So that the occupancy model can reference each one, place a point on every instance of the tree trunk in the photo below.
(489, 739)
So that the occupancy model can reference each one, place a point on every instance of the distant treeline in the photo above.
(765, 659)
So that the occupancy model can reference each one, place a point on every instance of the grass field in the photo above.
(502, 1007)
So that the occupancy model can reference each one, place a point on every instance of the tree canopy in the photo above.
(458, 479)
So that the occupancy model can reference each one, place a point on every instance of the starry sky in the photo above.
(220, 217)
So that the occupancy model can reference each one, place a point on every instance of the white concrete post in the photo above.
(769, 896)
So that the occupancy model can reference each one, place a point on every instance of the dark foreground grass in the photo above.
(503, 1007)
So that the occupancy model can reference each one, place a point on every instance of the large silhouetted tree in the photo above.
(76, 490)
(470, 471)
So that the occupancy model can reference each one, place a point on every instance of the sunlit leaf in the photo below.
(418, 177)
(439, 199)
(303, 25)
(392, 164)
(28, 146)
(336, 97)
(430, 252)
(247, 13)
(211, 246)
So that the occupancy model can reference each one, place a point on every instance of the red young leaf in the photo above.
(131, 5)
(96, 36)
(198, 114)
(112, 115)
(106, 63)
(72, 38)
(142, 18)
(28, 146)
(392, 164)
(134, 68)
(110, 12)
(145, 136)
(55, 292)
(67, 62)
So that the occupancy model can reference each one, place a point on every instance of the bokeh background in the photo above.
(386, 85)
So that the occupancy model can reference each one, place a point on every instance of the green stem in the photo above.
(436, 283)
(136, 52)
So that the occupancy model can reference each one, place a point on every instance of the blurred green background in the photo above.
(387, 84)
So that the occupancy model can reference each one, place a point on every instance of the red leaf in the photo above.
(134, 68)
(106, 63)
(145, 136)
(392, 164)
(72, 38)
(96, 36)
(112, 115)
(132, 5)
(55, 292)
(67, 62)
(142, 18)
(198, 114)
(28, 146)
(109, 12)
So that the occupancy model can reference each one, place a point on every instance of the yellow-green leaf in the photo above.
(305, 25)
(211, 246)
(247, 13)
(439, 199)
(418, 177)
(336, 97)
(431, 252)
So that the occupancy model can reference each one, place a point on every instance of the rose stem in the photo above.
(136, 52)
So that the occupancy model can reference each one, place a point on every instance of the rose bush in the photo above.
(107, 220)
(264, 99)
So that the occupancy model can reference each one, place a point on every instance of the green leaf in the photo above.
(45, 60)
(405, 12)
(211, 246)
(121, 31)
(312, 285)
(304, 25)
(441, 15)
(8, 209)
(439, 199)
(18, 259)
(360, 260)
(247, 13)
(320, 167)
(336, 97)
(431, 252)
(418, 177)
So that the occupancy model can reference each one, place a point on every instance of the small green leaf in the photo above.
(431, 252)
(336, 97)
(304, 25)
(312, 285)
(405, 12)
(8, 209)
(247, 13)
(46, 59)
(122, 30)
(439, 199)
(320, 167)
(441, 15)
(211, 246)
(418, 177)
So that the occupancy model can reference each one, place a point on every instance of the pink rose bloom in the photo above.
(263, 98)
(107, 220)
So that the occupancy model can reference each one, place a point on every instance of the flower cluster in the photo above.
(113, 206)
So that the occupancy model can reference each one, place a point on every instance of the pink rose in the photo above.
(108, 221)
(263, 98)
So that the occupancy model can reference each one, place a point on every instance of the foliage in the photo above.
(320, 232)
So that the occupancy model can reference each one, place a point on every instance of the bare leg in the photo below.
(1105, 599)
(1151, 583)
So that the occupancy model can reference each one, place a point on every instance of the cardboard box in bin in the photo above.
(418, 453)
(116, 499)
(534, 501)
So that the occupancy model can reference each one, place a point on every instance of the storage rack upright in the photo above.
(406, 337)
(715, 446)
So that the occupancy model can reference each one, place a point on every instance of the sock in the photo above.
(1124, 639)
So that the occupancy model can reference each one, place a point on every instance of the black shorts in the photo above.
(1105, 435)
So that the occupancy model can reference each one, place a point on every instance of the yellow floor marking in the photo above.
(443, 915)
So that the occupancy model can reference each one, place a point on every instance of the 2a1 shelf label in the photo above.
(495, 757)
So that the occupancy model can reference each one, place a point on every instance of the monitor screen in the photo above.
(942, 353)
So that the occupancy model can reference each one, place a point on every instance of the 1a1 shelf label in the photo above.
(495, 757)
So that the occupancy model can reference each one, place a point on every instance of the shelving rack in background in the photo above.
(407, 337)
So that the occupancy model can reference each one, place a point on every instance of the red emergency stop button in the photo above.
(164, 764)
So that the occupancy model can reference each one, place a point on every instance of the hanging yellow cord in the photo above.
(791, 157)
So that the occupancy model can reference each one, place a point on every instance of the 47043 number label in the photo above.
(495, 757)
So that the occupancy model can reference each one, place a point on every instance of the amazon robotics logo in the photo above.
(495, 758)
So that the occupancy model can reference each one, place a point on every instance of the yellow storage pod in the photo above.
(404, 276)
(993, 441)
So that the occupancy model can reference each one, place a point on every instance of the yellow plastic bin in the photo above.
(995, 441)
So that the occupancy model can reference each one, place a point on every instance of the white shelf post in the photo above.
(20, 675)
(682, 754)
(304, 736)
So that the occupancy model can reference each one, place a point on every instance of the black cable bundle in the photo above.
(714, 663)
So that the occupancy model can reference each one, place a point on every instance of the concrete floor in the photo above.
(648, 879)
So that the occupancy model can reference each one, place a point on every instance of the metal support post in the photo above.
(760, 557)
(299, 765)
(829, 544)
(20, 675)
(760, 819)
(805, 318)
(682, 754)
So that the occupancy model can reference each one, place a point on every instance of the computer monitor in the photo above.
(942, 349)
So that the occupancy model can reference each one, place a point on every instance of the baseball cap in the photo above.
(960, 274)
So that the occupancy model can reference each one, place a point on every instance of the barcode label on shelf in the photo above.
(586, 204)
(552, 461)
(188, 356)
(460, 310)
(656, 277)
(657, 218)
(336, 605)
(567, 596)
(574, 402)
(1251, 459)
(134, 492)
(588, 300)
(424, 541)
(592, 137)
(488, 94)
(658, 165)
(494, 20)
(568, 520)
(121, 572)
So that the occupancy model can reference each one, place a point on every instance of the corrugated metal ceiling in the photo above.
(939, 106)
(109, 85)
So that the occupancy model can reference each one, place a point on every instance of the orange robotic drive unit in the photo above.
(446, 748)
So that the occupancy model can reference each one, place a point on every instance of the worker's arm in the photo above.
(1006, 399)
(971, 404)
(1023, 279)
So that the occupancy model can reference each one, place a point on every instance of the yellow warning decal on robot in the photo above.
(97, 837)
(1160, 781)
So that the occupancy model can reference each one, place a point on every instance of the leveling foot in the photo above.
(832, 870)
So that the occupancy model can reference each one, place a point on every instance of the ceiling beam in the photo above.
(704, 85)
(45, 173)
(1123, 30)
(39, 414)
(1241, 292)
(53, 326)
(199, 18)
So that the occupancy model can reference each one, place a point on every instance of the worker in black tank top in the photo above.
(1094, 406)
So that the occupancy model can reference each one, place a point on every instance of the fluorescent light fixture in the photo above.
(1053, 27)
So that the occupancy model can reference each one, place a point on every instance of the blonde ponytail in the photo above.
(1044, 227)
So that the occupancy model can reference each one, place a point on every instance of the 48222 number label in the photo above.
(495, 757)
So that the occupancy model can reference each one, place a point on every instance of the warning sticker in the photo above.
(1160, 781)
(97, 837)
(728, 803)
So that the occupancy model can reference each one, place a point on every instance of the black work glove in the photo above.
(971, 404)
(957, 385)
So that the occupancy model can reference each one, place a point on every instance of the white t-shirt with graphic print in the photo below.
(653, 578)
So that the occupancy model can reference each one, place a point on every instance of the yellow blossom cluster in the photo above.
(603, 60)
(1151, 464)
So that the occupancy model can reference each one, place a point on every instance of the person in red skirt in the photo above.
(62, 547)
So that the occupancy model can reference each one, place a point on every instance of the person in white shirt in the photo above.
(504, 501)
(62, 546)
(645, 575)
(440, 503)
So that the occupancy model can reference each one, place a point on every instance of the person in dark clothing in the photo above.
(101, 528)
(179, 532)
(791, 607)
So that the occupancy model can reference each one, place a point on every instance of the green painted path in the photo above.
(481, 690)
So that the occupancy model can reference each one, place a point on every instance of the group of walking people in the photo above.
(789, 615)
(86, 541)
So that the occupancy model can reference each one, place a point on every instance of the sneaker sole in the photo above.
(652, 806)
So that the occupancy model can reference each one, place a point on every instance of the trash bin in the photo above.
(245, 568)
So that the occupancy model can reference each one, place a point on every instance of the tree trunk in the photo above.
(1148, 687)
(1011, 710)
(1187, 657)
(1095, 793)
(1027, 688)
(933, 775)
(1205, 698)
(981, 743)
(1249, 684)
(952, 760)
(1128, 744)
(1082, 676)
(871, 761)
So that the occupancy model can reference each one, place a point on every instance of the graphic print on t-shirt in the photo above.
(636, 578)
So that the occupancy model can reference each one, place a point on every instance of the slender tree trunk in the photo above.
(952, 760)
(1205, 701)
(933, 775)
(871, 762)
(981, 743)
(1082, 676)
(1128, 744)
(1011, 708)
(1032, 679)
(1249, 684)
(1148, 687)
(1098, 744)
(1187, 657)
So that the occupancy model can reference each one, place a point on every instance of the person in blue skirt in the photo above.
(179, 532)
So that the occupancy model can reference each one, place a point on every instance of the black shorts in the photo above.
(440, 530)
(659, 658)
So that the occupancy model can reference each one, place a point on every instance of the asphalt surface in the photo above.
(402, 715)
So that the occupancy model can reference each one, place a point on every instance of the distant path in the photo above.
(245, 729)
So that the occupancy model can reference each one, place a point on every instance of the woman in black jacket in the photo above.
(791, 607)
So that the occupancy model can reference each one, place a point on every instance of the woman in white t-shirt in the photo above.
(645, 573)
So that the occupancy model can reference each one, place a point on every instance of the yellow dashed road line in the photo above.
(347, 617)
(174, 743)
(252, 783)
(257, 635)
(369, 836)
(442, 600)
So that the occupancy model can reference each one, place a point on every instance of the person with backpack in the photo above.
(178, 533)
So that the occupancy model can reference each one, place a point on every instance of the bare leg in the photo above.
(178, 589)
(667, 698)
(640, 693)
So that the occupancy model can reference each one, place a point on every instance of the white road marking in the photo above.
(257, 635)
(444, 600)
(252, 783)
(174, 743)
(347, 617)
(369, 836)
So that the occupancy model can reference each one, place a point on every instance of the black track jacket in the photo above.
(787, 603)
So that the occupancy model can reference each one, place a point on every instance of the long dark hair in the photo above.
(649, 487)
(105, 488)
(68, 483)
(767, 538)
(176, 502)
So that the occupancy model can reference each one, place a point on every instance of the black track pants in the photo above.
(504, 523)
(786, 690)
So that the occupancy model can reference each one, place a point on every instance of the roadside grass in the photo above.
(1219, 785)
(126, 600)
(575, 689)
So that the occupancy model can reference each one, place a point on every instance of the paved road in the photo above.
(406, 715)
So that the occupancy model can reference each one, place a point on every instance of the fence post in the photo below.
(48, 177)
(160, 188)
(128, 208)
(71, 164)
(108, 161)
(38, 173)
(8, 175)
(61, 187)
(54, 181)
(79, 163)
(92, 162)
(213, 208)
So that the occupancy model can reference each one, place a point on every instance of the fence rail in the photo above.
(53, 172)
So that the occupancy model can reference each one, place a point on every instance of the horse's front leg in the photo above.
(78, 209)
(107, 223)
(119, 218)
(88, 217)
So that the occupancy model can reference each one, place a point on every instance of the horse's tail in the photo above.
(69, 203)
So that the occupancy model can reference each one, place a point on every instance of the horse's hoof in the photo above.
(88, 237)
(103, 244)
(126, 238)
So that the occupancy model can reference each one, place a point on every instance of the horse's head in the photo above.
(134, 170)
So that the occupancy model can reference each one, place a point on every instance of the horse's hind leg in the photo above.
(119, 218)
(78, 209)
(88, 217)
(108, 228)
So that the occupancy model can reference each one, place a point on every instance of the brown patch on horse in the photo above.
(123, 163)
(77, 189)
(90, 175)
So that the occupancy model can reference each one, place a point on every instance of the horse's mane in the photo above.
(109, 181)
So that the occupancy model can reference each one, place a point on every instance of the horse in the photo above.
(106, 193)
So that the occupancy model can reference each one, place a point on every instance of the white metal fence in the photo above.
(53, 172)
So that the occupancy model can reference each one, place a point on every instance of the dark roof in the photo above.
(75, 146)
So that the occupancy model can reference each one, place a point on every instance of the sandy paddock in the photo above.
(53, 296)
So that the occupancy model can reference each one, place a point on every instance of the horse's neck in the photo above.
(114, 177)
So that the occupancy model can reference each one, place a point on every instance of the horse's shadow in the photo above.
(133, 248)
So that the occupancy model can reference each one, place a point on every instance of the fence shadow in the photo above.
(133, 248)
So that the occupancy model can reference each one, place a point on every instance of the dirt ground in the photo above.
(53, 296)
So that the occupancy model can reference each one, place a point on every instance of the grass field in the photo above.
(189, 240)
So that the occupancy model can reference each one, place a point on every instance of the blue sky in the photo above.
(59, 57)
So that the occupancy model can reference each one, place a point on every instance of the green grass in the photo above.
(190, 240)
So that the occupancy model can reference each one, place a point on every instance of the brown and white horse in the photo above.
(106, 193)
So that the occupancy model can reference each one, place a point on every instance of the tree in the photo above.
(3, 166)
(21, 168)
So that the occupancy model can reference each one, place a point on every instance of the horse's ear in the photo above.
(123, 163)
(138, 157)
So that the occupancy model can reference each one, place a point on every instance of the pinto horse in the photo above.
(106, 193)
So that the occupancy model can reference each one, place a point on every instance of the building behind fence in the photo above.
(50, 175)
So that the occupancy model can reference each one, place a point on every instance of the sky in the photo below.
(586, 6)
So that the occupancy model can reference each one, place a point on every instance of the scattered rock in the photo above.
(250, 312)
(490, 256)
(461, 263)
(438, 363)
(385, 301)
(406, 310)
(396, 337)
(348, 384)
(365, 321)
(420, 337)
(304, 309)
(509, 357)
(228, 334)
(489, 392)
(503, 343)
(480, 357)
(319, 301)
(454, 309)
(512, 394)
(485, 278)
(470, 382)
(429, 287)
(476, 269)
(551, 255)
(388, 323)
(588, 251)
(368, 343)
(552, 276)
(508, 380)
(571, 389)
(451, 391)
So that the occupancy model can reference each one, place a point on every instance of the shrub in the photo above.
___
Instruction>
Copy exactly the lines from the one containing "sky in the photo below." through the last line of the records, both included, and nothing else.

Result for this task>
So that the occupancy model can reference each one, place a point on every instance of the sky in the photo below.
(586, 6)
So that the occupancy model can reference each one, place a point on every instance of the scattered rock in the photo above.
(250, 312)
(490, 256)
(461, 263)
(438, 363)
(385, 301)
(406, 310)
(396, 337)
(348, 384)
(365, 321)
(420, 337)
(304, 309)
(509, 357)
(228, 334)
(489, 392)
(503, 343)
(480, 357)
(319, 301)
(454, 309)
(512, 394)
(485, 278)
(470, 382)
(429, 287)
(476, 269)
(551, 255)
(388, 323)
(588, 251)
(368, 343)
(552, 276)
(508, 380)
(571, 389)
(451, 391)
So that the occupancy model can reference each one, place a point on every instance of the shrub in the photo above.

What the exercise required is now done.